GIVEN INSTRUCTION → Copy out all of the records below with "shelf-audit tool" swapped for "scene-tagging tool" and everything else left unchanged. Leave the pictures out.

INPUT DATA →
┄┄┄┄┄┄┄┄┄┄

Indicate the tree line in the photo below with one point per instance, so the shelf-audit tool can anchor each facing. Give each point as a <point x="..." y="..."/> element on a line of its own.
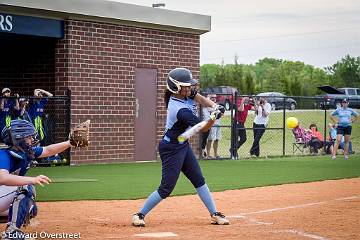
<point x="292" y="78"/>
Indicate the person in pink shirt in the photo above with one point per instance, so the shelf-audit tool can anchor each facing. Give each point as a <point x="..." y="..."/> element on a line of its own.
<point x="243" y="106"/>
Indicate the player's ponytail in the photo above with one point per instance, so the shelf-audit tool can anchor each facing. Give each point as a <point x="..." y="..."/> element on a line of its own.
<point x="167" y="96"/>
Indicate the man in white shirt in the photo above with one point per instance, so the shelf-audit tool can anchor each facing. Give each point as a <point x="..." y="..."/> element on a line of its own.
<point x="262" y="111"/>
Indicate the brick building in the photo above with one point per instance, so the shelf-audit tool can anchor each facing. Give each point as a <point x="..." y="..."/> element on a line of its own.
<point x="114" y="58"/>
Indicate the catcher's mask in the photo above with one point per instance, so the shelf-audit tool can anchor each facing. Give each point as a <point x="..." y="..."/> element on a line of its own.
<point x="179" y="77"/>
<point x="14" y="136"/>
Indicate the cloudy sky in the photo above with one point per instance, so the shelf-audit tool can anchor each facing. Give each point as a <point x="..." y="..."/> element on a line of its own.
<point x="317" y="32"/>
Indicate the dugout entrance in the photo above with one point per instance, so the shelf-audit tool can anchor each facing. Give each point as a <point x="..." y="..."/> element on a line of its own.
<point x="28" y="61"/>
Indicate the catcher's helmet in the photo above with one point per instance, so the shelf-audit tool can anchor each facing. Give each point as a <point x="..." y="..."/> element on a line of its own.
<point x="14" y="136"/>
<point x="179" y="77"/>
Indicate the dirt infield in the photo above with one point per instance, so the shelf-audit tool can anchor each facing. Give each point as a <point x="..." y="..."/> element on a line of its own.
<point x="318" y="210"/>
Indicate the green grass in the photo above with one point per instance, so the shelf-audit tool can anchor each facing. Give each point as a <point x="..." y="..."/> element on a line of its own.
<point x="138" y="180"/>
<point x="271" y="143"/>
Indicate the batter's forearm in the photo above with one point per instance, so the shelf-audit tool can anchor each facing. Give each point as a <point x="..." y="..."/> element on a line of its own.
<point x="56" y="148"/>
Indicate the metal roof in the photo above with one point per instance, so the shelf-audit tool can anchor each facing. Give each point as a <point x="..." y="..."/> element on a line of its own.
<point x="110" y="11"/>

┄┄┄┄┄┄┄┄┄┄

OUTPUT OF THE EXERCISE →
Indicate the tree line in the photo below with one point per instance, so the scene-tagging tool can anchor each facing. Give each point as a <point x="..." y="..."/> element on a line of its own.
<point x="292" y="78"/>
Indicate the person in pink shirt in the photo above with one point per instance, so the scene-tagging tool can anchor each facing. Give each point as a <point x="..." y="..."/> element on a line of its own.
<point x="243" y="106"/>
Indicate the player's ponytail in the photo above with one point per instance, so the scene-tagging tool can anchor each facing. Give each point as a <point x="..." y="..."/> element on a line of its own.
<point x="167" y="96"/>
Indicate the man in white shirt in the photo above with one point per instance, so the scene-tagging tool can anchor each facing. Give each point as a <point x="..." y="..."/> element on a line of its own.
<point x="262" y="111"/>
Indicate the brick building in the photo above with one point per instance, so the scene-tagging tool can anchor each facing. Give each point as a <point x="..." y="..."/> element on a line of its own.
<point x="114" y="58"/>
Indicate the catcher's mask in the photo above with one point per instance, so the scene-tagging tool can anchor each facing. Give each point as a <point x="..." y="..."/> element on a line of its own.
<point x="179" y="77"/>
<point x="14" y="136"/>
Indicate the cloudy sky in the photo above with one point per instance, so the scene-tagging tool can anchor each facing. Give each point as a <point x="..." y="..."/> element on a line of its own.
<point x="317" y="32"/>
Indicate the dugout entrance in the photo above with one point per instance, so the scene-tagging tool can anchor each facing. Give each point as a <point x="..." y="..."/> element on a line of its own.
<point x="28" y="61"/>
Indicate the catcher's helmet in the photo above with one point per instance, so the scene-tagging tool can anchor each facing. Give each point as a <point x="..." y="..."/> element on a line of its own.
<point x="14" y="136"/>
<point x="179" y="77"/>
Indicate the dirt infield in the photo above with one point per instance, so the scene-tagging tool can anchor each facing. Give each point as a <point x="..." y="..."/> element on a line of its own.
<point x="318" y="210"/>
Indicate the green grass in the photo above with one point per instance, so the scene-tagging tool can anchor each facing. Give each point as a <point x="..." y="..."/> element on a line of its own.
<point x="138" y="180"/>
<point x="271" y="143"/>
Indicate the batter's forearm in the photo above with one point per instance, so the scene-tagging tool can anchor each facing. Give each point as a <point x="..." y="..."/> element on a line of its own.
<point x="56" y="148"/>
Indicate the metal roof in the photo above with one point per instance, so the scene-tagging tool can anchor each facing. Give each point as a <point x="..." y="..."/> element on a line of its own.
<point x="110" y="11"/>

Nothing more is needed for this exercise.